* **BRANO DA LEGGERE**
********************
Scimmie

Enciclopedia dei ragazzi (2006)

scimmie

Giuseppe M. Carpaneto

I nostri cugini quadrumani

Per sapere come è fatta una scimmia, è sufficiente pensare a noi stessi con una pelliccia più o meno folta, una coda, canini più sviluppati e dita dei piedi prensili. Lo scheletro di questi animali è quasi identico al nostro, con braccia provviste di radio e ulna, gambe con tibia e perone. Anche altri caratteri anatomici ci rendono molto simili: le orecchie sono generalmente nude con lobi esterni analoghi ai nostri, mentre il naso è relativamente asciutto. Le scimmie (Primati Aplorini) comprendono circa 180 specie diffuse nell’America Centrale e Meridionale, in Africa e in Asia. La maggior parte vive nelle foreste tropicali e ha un’alimentazione onnivora

Noi non siamo scimmie

È difficile dire che cosa sia una scimmia applicando i principi della moderna classificazione biologica, basata sui rapporti di parentela. Infatti, se consideriamo la parola scimmia in senso ampio – come fa la maggior parte delle persone senza cultura zoologica, e cioè includendo in questa categoria anche i nostri parenti più stretti (per esempio, i gorilla e gli scimpanzé) –, in questo caso siamo scimmie anche noi.

Infatti, la distanza genetica che esiste tra un macaco e uno scimpanzé è molto maggiore di quella che c’è tra lo scimpanzé stesso e l’uomo.

L’ordine dei Primati (circa 230 specie) si divide in due sottordini: Strepsirrini (proscimmie) e Aplorini (Cercopitecidi, Cebidi e Callitricidi, Ilobatidi e Ominidi). Ilobatidi e Ominidi (gorilla, scimpanzé, oranghi e gibboni) non sono scimmie: vengono chiamati Primati antropomorfi, categoria che gli Inglesi rendono con la parola colloquiale ape, di cui manca un corrispondente termine in italiano (a parte il dispregiativo scimmioni). Negli Strepsirrini, cioè le proscimmie (lemuri e galagoni), si nota una regione olfattiva allungata, che determina un muso volpino e denota una forte dipendenza dagli odori. Negli appartenenti al sottordine Aplorini, invece, la regione olfattiva è ridotta, con potenziamento della vista e del cervello, caratteristiche che raggiungono la loro massima espressione nell’uomo.
********************
* **CONSEGNA**
Rispondi a queste domande sul testo sulle scimmie:
(a) Quante specie comprendono le scimmie (Primati Aplorini)?
(b) In quali due sottordini si divide l'ordine dei Primati?
(c) Che tipo di muso determina la regione olfattiva allungata delle proscimmie?

Voci da una raccolta di dati
********************
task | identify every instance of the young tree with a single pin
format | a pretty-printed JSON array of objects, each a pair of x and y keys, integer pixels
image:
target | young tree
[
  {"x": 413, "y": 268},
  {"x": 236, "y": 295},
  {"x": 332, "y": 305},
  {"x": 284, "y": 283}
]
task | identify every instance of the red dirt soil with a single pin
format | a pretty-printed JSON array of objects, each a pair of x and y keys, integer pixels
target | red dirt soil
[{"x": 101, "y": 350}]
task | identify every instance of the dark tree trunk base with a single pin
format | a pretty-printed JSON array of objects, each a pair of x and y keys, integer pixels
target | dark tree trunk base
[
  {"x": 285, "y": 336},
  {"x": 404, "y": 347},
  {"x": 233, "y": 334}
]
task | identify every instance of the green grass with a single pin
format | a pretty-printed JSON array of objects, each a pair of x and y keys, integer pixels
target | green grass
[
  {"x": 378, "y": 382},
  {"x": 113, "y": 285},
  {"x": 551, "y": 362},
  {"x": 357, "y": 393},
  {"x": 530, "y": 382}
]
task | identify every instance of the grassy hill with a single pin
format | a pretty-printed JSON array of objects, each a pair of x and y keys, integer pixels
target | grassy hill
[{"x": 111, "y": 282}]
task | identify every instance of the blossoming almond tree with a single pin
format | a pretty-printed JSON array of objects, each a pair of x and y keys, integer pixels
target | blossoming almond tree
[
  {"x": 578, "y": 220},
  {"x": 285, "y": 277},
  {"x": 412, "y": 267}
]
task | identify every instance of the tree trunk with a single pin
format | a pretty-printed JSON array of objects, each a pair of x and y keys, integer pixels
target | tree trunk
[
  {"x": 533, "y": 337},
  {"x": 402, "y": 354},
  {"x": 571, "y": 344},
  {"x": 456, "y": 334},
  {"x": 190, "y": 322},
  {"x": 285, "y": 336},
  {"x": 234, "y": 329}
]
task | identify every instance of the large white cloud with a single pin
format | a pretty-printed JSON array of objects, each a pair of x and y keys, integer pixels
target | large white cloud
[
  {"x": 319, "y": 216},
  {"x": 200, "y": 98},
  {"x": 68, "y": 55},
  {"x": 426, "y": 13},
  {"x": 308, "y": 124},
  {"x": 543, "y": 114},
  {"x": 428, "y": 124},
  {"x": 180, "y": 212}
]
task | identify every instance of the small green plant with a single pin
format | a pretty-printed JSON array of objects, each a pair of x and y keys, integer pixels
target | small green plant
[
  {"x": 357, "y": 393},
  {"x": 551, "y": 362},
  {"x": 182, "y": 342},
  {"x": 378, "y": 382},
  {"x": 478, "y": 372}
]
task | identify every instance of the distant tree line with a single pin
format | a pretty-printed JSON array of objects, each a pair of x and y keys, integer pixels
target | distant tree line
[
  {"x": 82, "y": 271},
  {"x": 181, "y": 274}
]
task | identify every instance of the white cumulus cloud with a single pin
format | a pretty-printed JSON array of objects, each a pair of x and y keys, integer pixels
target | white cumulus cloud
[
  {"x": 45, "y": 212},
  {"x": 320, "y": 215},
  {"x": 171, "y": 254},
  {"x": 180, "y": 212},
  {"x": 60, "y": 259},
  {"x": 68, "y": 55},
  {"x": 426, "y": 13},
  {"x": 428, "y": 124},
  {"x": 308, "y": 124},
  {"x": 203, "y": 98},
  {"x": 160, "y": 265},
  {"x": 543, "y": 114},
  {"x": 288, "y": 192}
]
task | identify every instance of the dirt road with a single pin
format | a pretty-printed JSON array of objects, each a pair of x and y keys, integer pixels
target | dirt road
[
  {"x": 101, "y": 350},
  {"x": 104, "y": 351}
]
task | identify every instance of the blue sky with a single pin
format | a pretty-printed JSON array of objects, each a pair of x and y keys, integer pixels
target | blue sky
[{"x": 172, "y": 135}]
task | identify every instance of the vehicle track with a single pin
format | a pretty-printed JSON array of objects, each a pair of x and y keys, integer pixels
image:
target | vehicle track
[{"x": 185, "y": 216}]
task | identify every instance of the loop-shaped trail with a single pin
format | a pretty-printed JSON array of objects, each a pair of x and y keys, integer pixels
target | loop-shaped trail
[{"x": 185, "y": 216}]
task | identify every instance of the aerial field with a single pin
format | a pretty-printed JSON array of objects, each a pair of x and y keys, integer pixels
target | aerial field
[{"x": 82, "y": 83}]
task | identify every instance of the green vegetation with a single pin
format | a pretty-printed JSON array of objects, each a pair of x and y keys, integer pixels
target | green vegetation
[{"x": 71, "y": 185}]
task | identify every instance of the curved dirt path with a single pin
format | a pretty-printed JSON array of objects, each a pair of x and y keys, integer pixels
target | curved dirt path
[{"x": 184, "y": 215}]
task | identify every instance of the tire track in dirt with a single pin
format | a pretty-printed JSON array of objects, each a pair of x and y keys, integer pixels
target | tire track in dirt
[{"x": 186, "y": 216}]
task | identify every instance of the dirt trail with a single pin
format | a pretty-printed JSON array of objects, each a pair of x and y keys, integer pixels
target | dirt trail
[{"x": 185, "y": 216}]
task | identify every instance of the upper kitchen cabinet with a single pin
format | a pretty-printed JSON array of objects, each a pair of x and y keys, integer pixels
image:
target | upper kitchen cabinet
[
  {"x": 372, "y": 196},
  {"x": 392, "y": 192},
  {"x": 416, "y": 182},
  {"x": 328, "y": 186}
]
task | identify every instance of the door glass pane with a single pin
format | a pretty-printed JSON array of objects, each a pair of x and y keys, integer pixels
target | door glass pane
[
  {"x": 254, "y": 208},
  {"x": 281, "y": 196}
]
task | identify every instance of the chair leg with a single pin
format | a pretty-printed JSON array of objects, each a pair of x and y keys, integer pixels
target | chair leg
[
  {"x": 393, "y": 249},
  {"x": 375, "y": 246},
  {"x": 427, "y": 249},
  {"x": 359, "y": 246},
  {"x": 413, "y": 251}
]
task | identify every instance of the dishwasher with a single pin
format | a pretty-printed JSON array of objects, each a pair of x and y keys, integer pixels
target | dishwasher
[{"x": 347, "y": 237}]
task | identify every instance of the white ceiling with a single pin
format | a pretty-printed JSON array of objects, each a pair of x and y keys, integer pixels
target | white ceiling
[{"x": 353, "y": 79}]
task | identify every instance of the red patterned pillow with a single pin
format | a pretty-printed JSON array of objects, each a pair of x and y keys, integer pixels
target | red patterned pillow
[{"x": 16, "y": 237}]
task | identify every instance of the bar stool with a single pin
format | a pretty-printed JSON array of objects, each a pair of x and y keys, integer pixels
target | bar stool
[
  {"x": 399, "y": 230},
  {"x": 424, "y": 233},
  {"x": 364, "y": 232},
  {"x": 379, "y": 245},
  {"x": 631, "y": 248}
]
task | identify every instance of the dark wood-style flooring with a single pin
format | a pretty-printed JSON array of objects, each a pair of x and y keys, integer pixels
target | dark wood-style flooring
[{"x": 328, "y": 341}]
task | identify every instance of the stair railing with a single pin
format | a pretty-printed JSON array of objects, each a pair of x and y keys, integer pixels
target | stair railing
********************
* **SOLUZIONE**
(a) Circa 180 specie.
(b) Strepsirrini e Aplorini.
(c) Un muso volpino.